__Aim__. Extract every row of the items below that contains the string "line". Matching is case-sensitive.

__Supplied records__.
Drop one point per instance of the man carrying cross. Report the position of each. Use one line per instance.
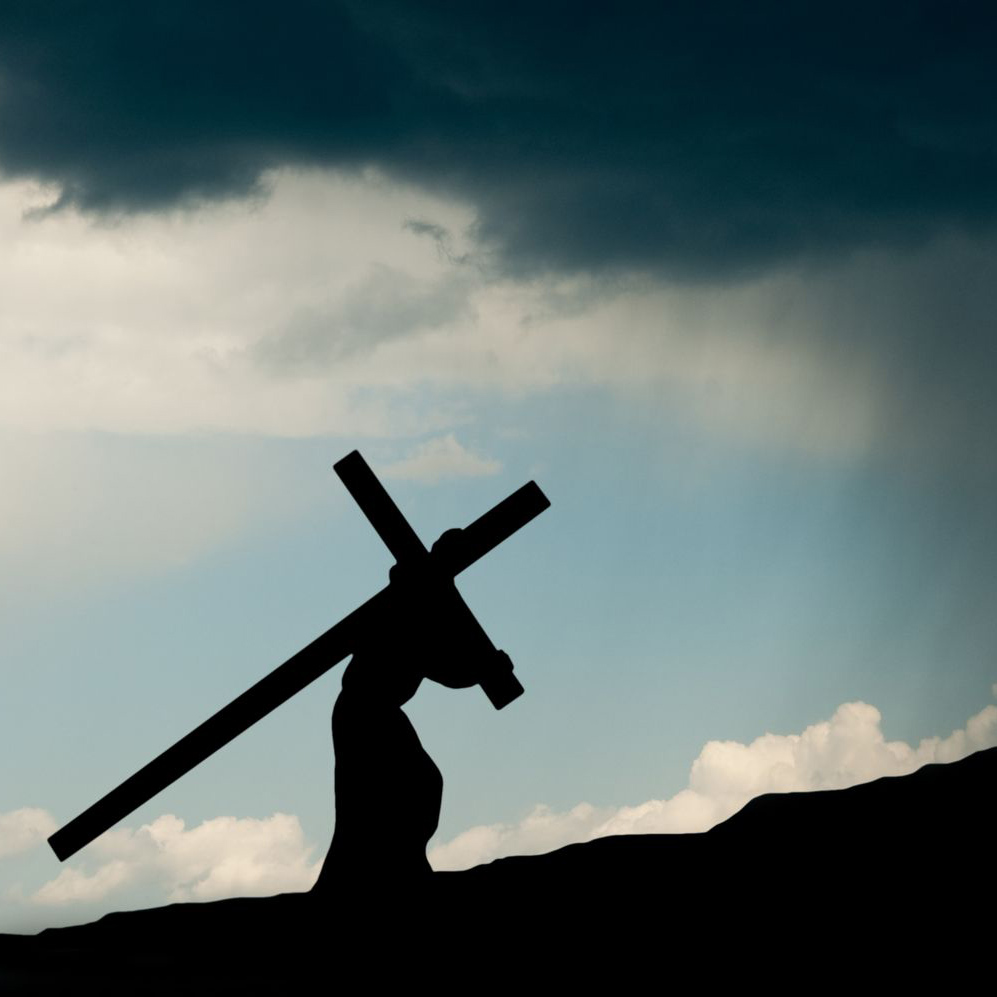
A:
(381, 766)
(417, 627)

---

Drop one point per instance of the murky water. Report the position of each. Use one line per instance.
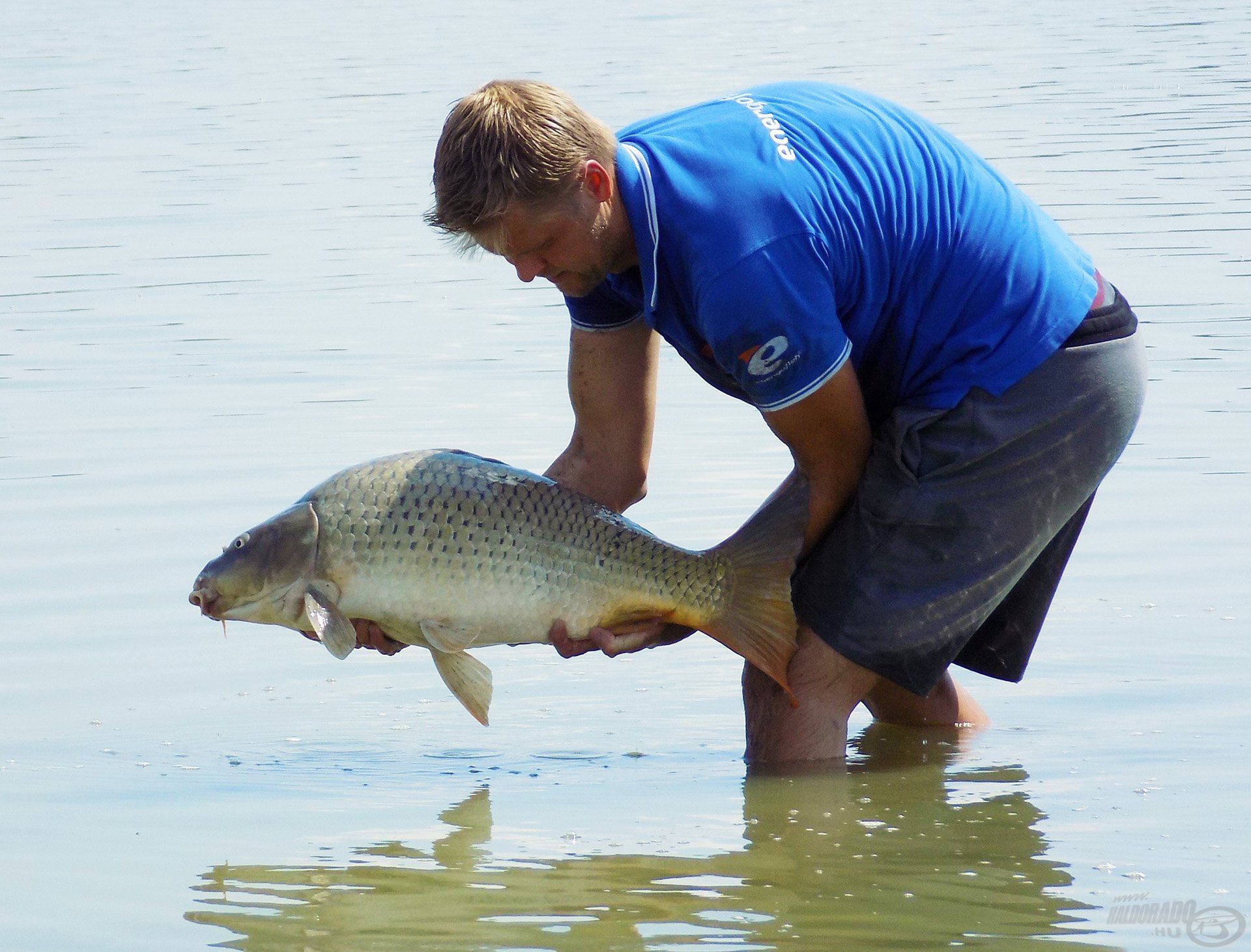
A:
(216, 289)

==

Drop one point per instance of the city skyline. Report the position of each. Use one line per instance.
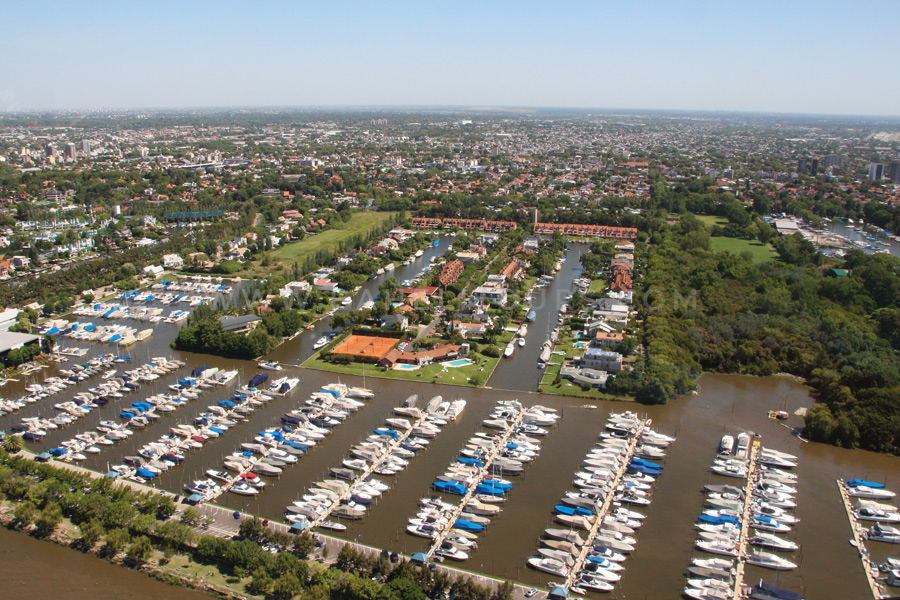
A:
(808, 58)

__Exercise output__.
Drop one point per instance of the man carrying cross. Report the position of each. Use one line per instance.
Drop one point per instance of the murky water. Report the position of each. Use one line per instance.
Drop one point per instance of the city skyline. Report the position of each. Use one line per instance.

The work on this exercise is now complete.